(Records from a data collection)
■ ■ ■ ■ ■ ■ ■

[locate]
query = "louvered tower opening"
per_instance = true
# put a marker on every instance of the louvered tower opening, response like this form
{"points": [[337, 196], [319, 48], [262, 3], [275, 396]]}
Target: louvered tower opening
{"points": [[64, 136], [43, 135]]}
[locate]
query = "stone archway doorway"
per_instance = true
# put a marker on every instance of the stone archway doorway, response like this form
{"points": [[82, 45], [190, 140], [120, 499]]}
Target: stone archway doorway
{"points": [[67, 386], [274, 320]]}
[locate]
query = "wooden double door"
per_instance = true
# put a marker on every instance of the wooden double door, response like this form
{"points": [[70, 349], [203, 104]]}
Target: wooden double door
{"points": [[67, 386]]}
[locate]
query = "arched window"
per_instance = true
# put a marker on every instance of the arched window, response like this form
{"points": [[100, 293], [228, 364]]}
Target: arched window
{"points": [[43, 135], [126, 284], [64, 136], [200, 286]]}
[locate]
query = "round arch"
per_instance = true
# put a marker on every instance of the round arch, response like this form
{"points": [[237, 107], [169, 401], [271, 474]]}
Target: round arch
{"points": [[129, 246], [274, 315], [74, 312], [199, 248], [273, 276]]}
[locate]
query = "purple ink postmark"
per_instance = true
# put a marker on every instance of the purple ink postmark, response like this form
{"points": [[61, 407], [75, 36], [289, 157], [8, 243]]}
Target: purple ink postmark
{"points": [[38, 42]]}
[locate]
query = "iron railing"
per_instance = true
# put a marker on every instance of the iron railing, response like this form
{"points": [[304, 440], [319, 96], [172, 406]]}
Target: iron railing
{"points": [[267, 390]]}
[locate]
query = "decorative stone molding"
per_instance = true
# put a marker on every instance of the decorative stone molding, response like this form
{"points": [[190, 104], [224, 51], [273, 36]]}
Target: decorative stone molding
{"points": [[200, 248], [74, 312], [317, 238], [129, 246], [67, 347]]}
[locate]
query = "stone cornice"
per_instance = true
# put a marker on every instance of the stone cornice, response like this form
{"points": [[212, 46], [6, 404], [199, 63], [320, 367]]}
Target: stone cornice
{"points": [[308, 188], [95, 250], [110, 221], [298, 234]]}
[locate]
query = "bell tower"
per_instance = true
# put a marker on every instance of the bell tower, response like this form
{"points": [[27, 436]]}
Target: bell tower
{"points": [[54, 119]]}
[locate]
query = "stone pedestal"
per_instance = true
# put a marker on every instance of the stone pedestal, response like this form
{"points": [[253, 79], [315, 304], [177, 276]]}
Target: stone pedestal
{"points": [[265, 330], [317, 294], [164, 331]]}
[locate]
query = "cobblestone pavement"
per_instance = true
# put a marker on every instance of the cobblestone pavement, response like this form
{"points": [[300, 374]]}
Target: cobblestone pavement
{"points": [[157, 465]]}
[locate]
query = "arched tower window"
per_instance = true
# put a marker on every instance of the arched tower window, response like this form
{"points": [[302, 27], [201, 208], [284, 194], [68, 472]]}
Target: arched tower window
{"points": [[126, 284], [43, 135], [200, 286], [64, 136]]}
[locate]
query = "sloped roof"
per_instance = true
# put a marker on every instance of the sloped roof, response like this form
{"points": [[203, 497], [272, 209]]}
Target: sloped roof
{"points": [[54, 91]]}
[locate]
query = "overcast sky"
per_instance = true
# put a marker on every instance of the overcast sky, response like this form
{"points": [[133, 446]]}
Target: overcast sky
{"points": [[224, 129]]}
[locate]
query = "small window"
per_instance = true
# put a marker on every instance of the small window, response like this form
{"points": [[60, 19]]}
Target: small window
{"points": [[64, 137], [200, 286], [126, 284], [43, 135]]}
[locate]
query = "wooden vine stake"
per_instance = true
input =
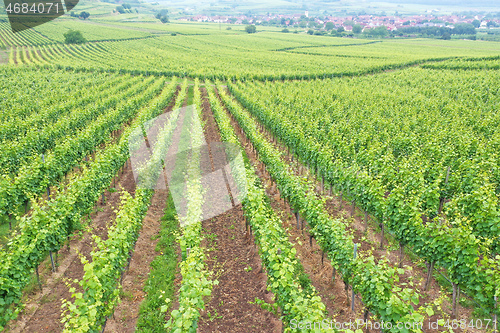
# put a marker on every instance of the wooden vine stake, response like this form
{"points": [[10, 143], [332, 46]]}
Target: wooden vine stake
{"points": [[366, 221], [401, 254], [431, 268], [441, 200], [429, 275], [382, 236], [495, 318], [38, 278], [48, 187], [365, 317], [52, 261], [456, 297], [352, 296]]}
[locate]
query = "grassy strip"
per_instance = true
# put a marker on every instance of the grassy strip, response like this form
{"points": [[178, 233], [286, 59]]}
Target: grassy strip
{"points": [[160, 284]]}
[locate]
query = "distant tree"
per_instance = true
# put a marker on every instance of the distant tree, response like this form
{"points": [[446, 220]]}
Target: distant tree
{"points": [[251, 29], [73, 37], [84, 15], [357, 29]]}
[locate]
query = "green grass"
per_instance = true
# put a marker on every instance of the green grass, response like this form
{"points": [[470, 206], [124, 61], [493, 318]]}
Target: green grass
{"points": [[160, 283]]}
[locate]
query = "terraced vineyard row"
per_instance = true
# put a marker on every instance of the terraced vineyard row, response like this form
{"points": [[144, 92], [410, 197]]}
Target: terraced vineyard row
{"points": [[393, 169], [51, 222]]}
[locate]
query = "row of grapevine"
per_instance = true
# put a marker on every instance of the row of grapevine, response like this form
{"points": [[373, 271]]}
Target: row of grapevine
{"points": [[20, 85], [455, 248], [196, 280], [108, 260], [34, 117], [362, 273], [23, 38], [20, 152], [91, 308], [47, 228], [34, 178], [276, 251], [456, 163], [187, 56]]}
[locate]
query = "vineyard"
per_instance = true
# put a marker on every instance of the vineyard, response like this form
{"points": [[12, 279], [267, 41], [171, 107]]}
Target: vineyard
{"points": [[185, 178]]}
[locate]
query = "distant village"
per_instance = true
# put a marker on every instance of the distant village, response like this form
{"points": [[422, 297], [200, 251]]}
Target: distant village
{"points": [[392, 23]]}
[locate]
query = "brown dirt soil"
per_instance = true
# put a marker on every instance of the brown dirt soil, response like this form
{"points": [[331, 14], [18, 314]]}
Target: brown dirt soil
{"points": [[370, 241], [231, 252]]}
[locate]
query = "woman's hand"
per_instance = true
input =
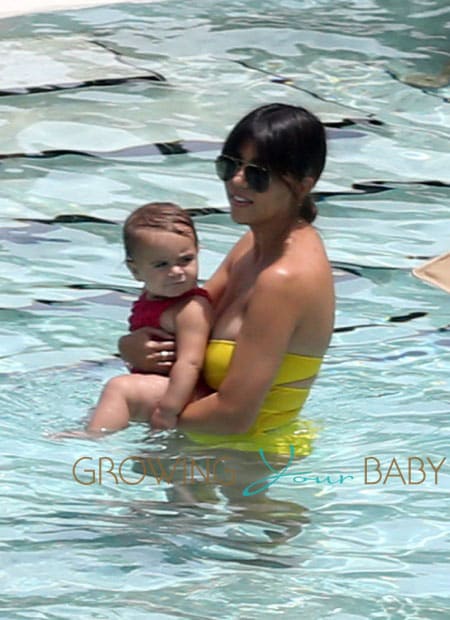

■ ■ ■ ■ ■ ■ ■

WORK TO COMPLETE
Find each line of the material above that contains the string "postmark" and copy those lines. Treat the match as case-sensitive.

WRITTEN REPLY
query = "purple ink postmark"
# put a marker on every instance of the purple ink postmark, response like this form
Target: purple ink postmark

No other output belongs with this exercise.